Work instructions — Put every line of the records below into a Markdown table with the columns Row and Line. Number the rows and leave out blank lines.

==*==

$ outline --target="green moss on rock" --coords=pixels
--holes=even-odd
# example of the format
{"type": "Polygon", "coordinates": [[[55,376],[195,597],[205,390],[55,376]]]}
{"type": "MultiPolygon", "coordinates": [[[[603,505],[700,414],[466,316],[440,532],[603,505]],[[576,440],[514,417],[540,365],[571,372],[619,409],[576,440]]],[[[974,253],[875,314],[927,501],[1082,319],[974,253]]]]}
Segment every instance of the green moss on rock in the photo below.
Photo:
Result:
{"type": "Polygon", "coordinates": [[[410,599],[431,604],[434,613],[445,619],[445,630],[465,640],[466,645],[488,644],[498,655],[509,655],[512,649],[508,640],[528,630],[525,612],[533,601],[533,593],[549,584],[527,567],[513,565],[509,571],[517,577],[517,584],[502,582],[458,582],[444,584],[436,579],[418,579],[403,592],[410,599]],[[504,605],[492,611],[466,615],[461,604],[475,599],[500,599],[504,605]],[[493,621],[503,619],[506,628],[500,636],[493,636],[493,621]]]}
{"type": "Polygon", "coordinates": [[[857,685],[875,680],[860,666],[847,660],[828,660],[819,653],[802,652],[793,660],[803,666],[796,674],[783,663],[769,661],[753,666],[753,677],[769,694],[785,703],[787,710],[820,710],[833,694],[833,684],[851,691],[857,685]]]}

==*==

Solved problem —
| Row | Line |
|---|---|
| 1 | $ outline --target="green moss on rock" --coords=pixels |
| 2 | --holes=even-odd |
| 3 | # example of the format |
| 4 | {"type": "Polygon", "coordinates": [[[55,376],[195,597],[205,390],[55,376]]]} |
| 5 | {"type": "MultiPolygon", "coordinates": [[[[603,505],[700,414],[466,316],[440,532],[603,505]],[[576,440],[514,417],[540,365],[571,372],[619,409],[576,440]]],[[[974,253],[875,314],[927,501],[1082,319],[974,253]]]]} |
| 6 | Segment every instance of the green moss on rock in the photo below. |
| 7 | Photo: |
| 8 | Result: |
| 9 | {"type": "Polygon", "coordinates": [[[410,599],[431,604],[434,613],[445,619],[445,630],[465,640],[466,645],[488,644],[498,655],[509,655],[512,649],[508,640],[528,630],[525,612],[533,601],[533,593],[549,584],[527,567],[513,565],[509,571],[517,577],[517,584],[502,582],[458,582],[444,584],[436,579],[418,579],[403,592],[410,599]],[[504,605],[492,611],[466,615],[461,604],[475,599],[500,599],[504,605]],[[493,621],[503,619],[506,628],[500,636],[493,636],[493,621]]]} |
| 10 | {"type": "Polygon", "coordinates": [[[857,685],[875,680],[860,666],[847,660],[828,660],[819,653],[802,652],[793,660],[803,666],[796,674],[783,663],[769,661],[753,666],[753,677],[769,694],[785,703],[787,710],[820,710],[833,694],[833,684],[851,691],[857,685]]]} |